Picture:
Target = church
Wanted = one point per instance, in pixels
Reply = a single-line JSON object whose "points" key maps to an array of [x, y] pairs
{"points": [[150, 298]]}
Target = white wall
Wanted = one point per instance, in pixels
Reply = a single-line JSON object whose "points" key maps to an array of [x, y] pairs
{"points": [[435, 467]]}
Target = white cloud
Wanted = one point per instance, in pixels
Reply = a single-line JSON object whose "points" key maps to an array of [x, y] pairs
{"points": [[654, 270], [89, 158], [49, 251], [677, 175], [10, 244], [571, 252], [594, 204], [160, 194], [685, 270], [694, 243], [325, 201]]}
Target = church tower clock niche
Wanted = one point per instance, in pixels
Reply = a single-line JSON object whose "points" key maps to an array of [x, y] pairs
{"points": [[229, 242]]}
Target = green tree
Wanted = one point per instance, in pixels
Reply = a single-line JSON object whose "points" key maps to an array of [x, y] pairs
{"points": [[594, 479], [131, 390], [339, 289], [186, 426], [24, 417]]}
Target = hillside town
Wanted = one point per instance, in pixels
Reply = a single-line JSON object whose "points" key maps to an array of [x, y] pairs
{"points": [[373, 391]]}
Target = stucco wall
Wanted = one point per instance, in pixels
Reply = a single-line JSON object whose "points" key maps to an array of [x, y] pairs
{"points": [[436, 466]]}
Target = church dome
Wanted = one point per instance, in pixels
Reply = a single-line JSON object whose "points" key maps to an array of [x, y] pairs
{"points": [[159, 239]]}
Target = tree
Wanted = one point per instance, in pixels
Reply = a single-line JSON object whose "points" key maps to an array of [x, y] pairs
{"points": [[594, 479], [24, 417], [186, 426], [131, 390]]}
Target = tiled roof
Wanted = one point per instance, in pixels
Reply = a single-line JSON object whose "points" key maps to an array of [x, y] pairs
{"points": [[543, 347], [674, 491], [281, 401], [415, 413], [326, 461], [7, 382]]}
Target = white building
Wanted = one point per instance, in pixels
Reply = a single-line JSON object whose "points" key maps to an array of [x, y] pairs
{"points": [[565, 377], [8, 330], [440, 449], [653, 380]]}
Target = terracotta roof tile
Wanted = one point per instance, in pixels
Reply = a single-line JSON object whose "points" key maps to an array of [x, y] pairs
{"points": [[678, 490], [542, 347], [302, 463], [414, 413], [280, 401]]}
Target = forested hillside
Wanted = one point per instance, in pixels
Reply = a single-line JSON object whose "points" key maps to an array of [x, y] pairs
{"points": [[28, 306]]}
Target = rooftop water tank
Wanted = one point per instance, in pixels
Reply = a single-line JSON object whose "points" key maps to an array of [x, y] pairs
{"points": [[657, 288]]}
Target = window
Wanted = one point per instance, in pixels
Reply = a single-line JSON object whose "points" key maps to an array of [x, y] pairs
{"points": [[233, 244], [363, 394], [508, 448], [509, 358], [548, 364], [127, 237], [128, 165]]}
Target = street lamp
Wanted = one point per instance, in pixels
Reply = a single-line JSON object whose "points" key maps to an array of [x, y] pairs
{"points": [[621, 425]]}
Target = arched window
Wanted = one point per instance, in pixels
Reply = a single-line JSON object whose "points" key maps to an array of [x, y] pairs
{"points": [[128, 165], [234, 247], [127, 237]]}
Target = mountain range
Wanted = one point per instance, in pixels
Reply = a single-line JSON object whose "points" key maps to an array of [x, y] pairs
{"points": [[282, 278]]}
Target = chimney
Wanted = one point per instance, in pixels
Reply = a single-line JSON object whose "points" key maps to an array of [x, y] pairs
****
Goal:
Please rewrite all of the lines above, replacing "church" with "chapel" and leaving everything else unchanged.

In response:
Picture:
Target = chapel
Wanted = one point per instance, in pixels
Reply = a single-line JSON object whose "points" key maps to an array of [x, y] pairs
{"points": [[150, 298]]}
Target = white wall
Wanted = one point per instance, in pixels
Reply = a single-line JSON object whose "points" key maps to an array of [x, y] pairs
{"points": [[435, 467]]}
Target = white cloud
Wanted = one point per instance, in pixels
Reply = a single-line JSON object whose "points" key maps to an array of [x, y] pairs
{"points": [[654, 270], [89, 158], [49, 251], [677, 175], [10, 244], [571, 252], [594, 204], [160, 194], [685, 270], [694, 243], [325, 201]]}
Target = chapel tower clock niche
Wanted = one point per instance, in pixels
Reply = a single-line JSON object whose "points" key maps to an array of [x, y] pairs
{"points": [[229, 242]]}
Target = green tree
Wanted = one point per instance, in pixels
Reply = a single-line JSON object whose "points" key maps to an array of [x, y] pairs
{"points": [[594, 479], [131, 390], [339, 289], [186, 426], [24, 417]]}
Target = hillside town
Wanted = one point per instance, in pixels
Reply = a single-line JSON object whose "points" key maps to an array of [x, y] pairs
{"points": [[373, 391]]}
Target = stucco wall
Wanted = one point per instance, in pixels
Reply = a single-line JSON object whose "points" key maps to an array of [x, y] pairs
{"points": [[436, 466]]}
Target = chapel dome
Wanted = one point per instance, in pixels
Reply = a single-line JSON object whose "points" key maps to an array of [x, y] pairs
{"points": [[159, 239]]}
Target = tree
Wanted = one point per instance, in pixels
Reply = a single-line JSON object whose "points" key maps to an array of [x, y] pairs
{"points": [[594, 479], [24, 417], [186, 426], [131, 390]]}
Target = tiled roof
Wanted = one point per instance, in pixels
Reply = a single-line JSON object whose "points" key maps to an array of [x, y] pairs
{"points": [[543, 347], [674, 491], [281, 401], [415, 413], [326, 461], [7, 382]]}
Target = white building
Wanted = one point per instance, in pixels
Reply = a single-line JSON object whose "points" key maps to an array of [x, y] pairs
{"points": [[565, 377], [8, 330], [440, 449], [653, 380]]}
Target = terracotta roof tile
Wanted = one point per instance, in pixels
Reply = a single-line JSON object whose "points" key maps to an array of [x, y] pairs
{"points": [[678, 490], [542, 347], [302, 463], [414, 413], [280, 401]]}
Target = forested hillside
Wanted = one point per instance, in pixels
Reply = a single-line JSON object whose "points" key maps to an array of [x, y] pairs
{"points": [[28, 306]]}
Target = rooftop water tank
Wanted = one point per instance, in pixels
Reply = a single-line JSON object whose "points" key maps to an array of [x, y] pairs
{"points": [[657, 288]]}
Target = window
Wanted = one point per instance, in pixels
Reply = a single-line JSON object whose "points" key maps to an array of [x, y] pairs
{"points": [[233, 244], [363, 394], [508, 448], [509, 358], [548, 364], [127, 237], [128, 165]]}
Target = street lamp
Wanted = one point per instance, in pixels
Reply = a single-line JSON object whose "points" key maps to an array of [x, y] pairs
{"points": [[621, 425]]}
Target = arched window
Wanted = one point per instance, in pixels
Reply = a single-line JSON object whose "points" key maps to an array of [x, y] pairs
{"points": [[128, 165], [234, 247], [127, 237]]}
Target = mountain range
Wanted = one point per instance, in pixels
Reply = a single-line JSON object whose "points" key maps to an array of [x, y] pairs
{"points": [[282, 278]]}
Target = chimney
Wanted = one point per instance, in pixels
Reply = a single-line JSON object whose "points" key maps to an array of [x, y] pairs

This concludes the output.